PASAJE CITADO:
+ + + +
Se acercó a Jesús un leproso para pedirle ayuda y, cayendo de rodillas, le dijo: “Si quieres, puedes purificarme“.
Jesús, conmovido, extendió la mano y lo tocó, diciendo: “Lo quiero, queda purificado”.
En seguida la lepra desapareció y quedó purificado.
Jesús lo despidió, advirtiéndole severamente: “No le digas nada a nadie, pero ve a presentarte al sacerdote y entrega por tu purificación la ofrenda que ordenó Moisés, para que les sirva de testimonio”.
Sin embargo, apenas se fue, empezó a proclamarlo a todo el mundo, divulgando lo sucedido, de tal manera que Jesús ya no podía entrar públicamente en ninguna ciudad, sino que debía quedarse afuera, en lugares desiertos. Y acudían a él de todas partes.

Homilía del Padre Paul Voisin CR de la Congregación de la Resurrección:

En enero de 1986 yo estaba trabajando en la Parroquia San Miguel el Arcángel en La Paz, y estaba muy emocionado por la visita de algunas Hermanas de Notre Dame que estaban de visita desde Lima, Perú. Celebré una misa para ellos en su Convento en la Parroquia, pero vi muy poco de ellos después de eso, ya que empecé a sentirme mal. Durante tres días estuve en la cama, a veces ni siquiera tenía suficiente energía para levantar un vaso de agua y calmar mi sed. Mi médico me recetó algún medicamento para la bronquitis, y todos esperábamos que pronto estuviera despierto. En el último día de la visita de las Hermanas me levanté de la cama para despedirme, y lamentar que no tuve más tiempo con ellas. Tan pronto como entré en el comedor una de las hermanas me dijo: “¡Eres amarillo! Tienes hepatitis“. Un análisis rápido de sangre reveló que, de hecho, tuve hepatitis A, probablemente de lechuga que no estaba bien lavada. Una de las razones por las que no se había detectado antes es que las cortinas de mi dormitorio eran de una tela naranja, y en esa luz nadie vio el color amarillo de mi piel. Después de dos semanas en la Clínica Parroquial (una semana más de lo habitual, porque mi doctor no creía que descansaría) pasé otras cinco semanas en la cama en la rectoría. Nunca he estado tan enfermo, sin absolutamente ninguna energía. Esto fue muy deprimente para mí, ya que normalmente soy muy activo. A medida que pasaba el tiempo, sufrí de algunos de los sentimientos que a menudo plagan a una persona enferma -ser una carga, ser inútil y causarle más trabajo con una dieta muy restrictiva. Recuerdo la culpa que sentía cada vez que escuchaba a los otros miembros de nuestro equipo pastoral pasar por mi habitación cuando salían a los jeeps para ir a misas y reuniones- Misas y reuniones que a menudo se suponía que yo iba a dirigir. Eso empeoró las cosas.
+ + + +
DATOS PROPORCIONADOS:
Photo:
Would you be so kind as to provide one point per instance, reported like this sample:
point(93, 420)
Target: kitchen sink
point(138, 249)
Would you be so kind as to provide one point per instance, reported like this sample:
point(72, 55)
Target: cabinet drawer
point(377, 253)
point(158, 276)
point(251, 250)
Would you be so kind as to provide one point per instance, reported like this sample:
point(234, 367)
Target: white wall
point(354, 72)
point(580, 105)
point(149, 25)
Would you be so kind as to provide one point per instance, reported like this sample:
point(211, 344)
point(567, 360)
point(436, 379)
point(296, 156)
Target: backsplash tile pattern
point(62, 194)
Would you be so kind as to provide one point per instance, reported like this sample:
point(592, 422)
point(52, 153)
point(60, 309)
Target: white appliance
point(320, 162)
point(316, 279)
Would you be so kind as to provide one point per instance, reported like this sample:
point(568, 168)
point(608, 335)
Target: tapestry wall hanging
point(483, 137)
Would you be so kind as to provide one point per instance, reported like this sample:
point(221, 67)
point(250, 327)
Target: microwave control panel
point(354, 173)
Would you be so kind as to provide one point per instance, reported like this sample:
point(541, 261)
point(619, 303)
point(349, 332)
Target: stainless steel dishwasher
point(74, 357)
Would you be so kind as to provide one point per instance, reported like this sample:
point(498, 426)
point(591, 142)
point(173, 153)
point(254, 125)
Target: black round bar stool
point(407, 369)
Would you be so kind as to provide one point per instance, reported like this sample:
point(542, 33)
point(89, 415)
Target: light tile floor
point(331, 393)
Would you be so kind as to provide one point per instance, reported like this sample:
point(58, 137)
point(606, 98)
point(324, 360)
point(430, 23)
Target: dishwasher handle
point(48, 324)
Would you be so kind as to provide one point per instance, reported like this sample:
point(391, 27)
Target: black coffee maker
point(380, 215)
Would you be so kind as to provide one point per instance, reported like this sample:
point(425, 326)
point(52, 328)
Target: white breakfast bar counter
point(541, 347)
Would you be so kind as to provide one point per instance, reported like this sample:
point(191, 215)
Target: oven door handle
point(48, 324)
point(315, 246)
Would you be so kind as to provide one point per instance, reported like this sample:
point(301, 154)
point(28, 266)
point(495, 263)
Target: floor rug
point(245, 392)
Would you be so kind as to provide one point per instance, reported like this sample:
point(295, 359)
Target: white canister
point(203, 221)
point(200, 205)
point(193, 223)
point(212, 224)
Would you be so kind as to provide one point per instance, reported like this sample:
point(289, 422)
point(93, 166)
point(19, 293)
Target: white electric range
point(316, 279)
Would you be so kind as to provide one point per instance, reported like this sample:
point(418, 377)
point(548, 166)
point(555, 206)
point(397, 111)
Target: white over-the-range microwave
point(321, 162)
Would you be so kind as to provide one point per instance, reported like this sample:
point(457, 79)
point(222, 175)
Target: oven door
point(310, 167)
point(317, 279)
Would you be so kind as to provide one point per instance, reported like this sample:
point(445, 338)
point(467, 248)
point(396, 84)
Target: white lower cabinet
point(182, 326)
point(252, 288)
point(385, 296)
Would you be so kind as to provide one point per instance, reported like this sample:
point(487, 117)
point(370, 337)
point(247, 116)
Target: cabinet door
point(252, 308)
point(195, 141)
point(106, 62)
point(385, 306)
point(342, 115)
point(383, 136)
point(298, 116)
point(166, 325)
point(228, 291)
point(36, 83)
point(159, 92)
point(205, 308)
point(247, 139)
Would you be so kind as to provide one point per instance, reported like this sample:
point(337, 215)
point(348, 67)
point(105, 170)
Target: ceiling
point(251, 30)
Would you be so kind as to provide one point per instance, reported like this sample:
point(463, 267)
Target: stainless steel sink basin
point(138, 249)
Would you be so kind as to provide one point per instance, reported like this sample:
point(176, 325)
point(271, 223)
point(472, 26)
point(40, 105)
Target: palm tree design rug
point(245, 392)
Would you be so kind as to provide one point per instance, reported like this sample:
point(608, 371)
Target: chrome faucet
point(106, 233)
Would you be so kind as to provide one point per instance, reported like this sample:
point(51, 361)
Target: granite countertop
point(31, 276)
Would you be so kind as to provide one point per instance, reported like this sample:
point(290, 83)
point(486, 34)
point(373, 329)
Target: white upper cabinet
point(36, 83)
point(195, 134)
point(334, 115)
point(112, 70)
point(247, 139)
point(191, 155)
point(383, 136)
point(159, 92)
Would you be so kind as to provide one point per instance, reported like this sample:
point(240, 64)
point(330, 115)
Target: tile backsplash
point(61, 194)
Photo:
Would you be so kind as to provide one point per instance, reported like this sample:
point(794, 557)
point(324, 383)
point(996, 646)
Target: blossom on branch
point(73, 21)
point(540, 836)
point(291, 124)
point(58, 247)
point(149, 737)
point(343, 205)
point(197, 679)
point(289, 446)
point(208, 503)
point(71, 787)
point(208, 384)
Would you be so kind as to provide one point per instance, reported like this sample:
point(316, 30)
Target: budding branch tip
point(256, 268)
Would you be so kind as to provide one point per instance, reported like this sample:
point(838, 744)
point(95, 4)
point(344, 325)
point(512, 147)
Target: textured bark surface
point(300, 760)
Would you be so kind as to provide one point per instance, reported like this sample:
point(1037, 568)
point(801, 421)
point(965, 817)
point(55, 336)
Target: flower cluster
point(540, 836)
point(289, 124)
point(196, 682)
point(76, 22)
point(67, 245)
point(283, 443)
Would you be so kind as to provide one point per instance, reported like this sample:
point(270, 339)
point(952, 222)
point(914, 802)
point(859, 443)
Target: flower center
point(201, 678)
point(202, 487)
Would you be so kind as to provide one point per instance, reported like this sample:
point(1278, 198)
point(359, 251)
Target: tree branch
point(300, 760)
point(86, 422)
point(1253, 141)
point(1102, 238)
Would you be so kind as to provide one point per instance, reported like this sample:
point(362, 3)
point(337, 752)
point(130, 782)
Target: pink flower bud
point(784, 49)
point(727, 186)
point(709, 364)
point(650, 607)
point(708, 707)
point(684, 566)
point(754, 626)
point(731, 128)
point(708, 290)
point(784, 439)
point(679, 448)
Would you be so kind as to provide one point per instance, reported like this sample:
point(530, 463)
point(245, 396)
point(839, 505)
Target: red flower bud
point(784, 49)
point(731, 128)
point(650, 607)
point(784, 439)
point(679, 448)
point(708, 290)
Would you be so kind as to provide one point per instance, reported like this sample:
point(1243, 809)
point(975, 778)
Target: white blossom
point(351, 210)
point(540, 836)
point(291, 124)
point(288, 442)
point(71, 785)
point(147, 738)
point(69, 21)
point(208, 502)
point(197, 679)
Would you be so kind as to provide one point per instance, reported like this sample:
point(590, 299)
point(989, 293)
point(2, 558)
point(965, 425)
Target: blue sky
+ + + +
ORDEN DE TRABAJO A:
En el pasaje citado, ¿por qué nadie había notado antes el color amarillo de la piel del padre Paul Voisin?
ORDEN DE TRABAJO B:
Escribe la continuación del pasaje citado, desde la frase "Eso empeoró las cosas." en adelante.
Los datos no guardan ninguna relación con el pasaje citado.

RESPUESTA ESCRITA A:
Porque las cortinas de su dormitorio eran de una tela naranja, y con esa luz nadie vio el color amarillo de su piel.

RESPUESTA ESCRITA B:
Estoy seguro de que muchos de nosotros podemos relacionarnos con esta experiencia y estos sentimientos de estar enfermo. Para muchos de nosotros, la pandemia fue otra experiencia de estar enfermo, y todas las emociones que van con esa realidad. Muchas veces, la gente también puede estar plagada de la idea, “¿Por qué yo?“, o “¿Qué he hecho para ‘merecer’ esto?
Durante su ministerio Jesús encontró a muchas personas enfermas y poseídas por espíritus malignos. Entendió su situación, y escuchó sus gritos de alivio y curación. Él les respondió tocándolos, permitiéndoles tocarlo, e incluso desde la distancia su poder divino trajo sanación y nueva vida a los enfermos.
Este fin de semana nuestro evangelio (Marcos 1:40-45) nos habla de este ministerio de sanación de Jesús. Junto con su predicación, esto era esencial para su actividad diaria – tanto es así que a menudo se refleja en los evangelios que la gente no lo dejaba solo, y siguió persiguiéndolo para sanar a ellos o a sus seres queridos. Jesús sana a un leproso. En la época de Jesús, tener lepra era una sentencia de muerte. No había cura. Los leprosos tendrían que separarse de su familia y comunidad. Como escuchamos en la primera lectura, del libro de Levítico (13:1-2, 45-46), su vida cambió dramáticamente. Podemos imaginar el coraje de este leproso para entrar en la ciudad gritando, “impuro, impuro”, y la gente dispersándose. Sin embargo, Jesús lo tocó, algo que estaba prohibido por la ley. Podría haber estado contaminado, pero sabía que su poder curativo y salvador era grande.
En nuestro lugar y tiempo Jesús desea continuar con este ministerio de sanación. Pero, como en su propio tiempo y lugar, debemos acercarnos a él y pedirlo. Como católicos tenemos un Sacramento especial en el que celebramos este ministerio de sanación continua de Jesús: el Sacramento de la Unción de los Enfermos. Los católicos mayores recuerdan la ‘Extrema Unción’, pero desde la renovación de los Sacramentos en el Concilio Vaticano II se ha dado un nuevo énfasis en relación a este Sacramento.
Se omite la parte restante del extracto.